_Given instruction_
Please show every line below that contains the word "painted", matching its case exactly.
- - - -
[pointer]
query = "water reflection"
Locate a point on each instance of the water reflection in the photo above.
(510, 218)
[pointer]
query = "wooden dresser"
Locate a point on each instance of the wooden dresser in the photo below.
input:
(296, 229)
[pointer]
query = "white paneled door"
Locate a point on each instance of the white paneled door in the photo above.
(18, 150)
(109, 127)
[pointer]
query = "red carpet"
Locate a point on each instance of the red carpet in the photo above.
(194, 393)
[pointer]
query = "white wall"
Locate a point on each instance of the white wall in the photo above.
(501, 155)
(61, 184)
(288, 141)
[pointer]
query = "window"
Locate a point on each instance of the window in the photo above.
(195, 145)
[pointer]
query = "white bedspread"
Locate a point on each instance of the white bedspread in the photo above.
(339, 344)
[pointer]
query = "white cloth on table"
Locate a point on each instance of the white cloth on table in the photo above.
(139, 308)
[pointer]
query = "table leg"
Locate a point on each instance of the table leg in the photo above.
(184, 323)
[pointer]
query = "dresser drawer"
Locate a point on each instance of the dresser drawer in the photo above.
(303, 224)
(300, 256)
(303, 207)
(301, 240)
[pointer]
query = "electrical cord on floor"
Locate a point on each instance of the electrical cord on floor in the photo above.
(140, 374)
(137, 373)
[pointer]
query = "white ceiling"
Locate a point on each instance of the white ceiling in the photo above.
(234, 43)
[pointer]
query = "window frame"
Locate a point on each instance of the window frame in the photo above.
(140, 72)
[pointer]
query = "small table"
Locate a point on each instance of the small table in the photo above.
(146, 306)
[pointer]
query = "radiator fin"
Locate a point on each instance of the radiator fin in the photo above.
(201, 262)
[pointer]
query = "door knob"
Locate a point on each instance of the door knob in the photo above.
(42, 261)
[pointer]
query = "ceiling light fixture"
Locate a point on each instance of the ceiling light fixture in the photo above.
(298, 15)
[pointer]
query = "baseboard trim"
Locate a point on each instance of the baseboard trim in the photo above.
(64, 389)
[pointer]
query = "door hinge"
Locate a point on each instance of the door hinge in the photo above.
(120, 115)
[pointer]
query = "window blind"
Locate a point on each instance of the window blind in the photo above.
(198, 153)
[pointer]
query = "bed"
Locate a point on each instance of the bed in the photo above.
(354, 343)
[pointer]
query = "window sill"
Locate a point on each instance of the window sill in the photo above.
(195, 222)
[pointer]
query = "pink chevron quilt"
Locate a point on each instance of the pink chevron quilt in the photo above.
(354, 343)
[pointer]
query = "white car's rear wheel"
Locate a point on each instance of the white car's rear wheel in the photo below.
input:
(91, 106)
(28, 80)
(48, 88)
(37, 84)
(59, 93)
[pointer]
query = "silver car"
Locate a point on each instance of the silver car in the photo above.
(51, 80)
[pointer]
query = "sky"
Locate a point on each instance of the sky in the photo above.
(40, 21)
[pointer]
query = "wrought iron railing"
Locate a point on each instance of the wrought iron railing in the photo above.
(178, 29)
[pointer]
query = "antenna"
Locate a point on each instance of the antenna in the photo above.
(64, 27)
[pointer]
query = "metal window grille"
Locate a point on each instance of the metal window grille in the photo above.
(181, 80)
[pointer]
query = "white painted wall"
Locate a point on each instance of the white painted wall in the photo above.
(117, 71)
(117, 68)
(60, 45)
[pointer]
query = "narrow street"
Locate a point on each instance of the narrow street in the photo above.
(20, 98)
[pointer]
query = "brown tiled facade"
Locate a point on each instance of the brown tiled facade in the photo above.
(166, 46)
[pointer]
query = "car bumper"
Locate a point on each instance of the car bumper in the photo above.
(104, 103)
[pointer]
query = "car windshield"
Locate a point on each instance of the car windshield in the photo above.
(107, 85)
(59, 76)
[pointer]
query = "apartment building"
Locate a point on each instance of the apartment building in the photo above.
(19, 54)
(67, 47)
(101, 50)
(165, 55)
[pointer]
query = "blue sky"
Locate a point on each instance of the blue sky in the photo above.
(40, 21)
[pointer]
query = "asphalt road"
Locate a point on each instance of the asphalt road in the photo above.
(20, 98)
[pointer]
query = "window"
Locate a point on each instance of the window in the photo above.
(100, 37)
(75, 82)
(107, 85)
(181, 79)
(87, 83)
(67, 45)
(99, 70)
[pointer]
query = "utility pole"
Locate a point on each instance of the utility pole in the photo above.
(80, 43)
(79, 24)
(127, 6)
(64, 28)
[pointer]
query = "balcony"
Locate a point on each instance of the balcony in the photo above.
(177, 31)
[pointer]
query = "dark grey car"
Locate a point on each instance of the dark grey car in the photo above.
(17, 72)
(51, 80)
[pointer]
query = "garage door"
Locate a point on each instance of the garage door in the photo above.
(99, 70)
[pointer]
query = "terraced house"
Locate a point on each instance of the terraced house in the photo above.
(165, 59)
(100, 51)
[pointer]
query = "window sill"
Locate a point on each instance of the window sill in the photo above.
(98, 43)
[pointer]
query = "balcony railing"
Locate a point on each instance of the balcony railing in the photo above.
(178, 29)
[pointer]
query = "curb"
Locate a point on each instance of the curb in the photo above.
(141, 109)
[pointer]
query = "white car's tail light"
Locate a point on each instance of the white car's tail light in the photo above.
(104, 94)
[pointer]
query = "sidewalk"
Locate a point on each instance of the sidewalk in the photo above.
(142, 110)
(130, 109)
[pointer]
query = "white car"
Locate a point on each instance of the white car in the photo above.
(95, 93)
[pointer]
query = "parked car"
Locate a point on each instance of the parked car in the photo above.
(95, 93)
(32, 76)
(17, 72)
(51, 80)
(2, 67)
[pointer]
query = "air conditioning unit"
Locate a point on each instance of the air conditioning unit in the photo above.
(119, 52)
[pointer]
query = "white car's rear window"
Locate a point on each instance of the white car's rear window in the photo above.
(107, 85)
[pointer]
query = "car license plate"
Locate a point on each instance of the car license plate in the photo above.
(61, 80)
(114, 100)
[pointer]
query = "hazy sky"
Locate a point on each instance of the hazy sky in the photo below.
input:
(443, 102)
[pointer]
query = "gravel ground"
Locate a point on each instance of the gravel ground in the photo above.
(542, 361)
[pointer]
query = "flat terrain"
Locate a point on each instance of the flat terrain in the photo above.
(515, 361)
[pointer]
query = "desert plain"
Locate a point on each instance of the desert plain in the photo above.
- - - -
_Complete response_
query = "white painted wall"
Locate a point on each instance of the white painted wall in the photo above.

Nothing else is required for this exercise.